Source excerpt:
################

You can also buy Taylor ham direct from the company that makes it, but again, the price isn't anywhere close to what you'd pay for it in the grocery store. I have had their site bookmarked for years, but if I go on and pay what they are asking to get my fix, I know I'm going to have to keep doing it. Some things are best left to memory. Now, if someone can figure out how to make it from scratch, I'd be all over it.


----------



## bauchjw (Jan 4, 2022)

Looks great Bear! Pork roll is another one of those things my dad used to make all the time! Will have to introduce that to the kids as well! Thank you for sharing!


----------



## Nefarious (Jan 4, 2022)

DougE said:


> You can also buy Taylor ham direct from the company that makes it, but again, the price isn't anywhere close to what you'd pay for it in the grocery store. I have had their site bookmarked for years, but if I go on and pay what they are asking to get my fix, I know I'm going to have to keep doing it. Some things are best left to memory. Now, if someone can figure out how to make it from scratch, I'd be all over it.

################

(Point annotation dataset records)
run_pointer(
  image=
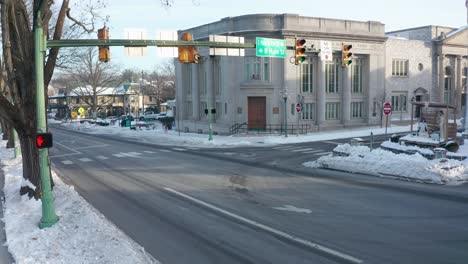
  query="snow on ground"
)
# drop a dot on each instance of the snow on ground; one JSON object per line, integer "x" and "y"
{"x": 171, "y": 137}
{"x": 384, "y": 163}
{"x": 82, "y": 235}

################

List of tasks:
(A) According to the pork roll thread, why does the first poster hold off on buying Taylor ham directly from the company that makes it?
(B) Decide whether each statement agrees with the pork roll thread, answering yes or no and quoting the words that settle it: (i) bauchjw's father often made pork roll. (ii) The first poster has never looked at the company's website. (iii) Nefarious's post quotes DougE.
(C) Reproduce a passage of the pork roll thread character for character, beginning at the words "Looks great Bear!" and stopping after the words "you for sharing!".

Answers given:
(A) The company's price "isn't anywhere close to what you'd pay for it in the grocery store." The poster also expects that after paying once to get a fix, "I know I'm going to have to keep doing it."

(B)
(i) Yes: "Pork roll is another one of those things my dad used to make all the time!"
(ii) No: "I have had their site bookmarked for years"
(iii) Yes: "DougE said:"

(C)
Looks great Bear! Pork roll is another one of those things my dad used to make all the time! Will have to introduce that to the kids as well! Thank you for sharing!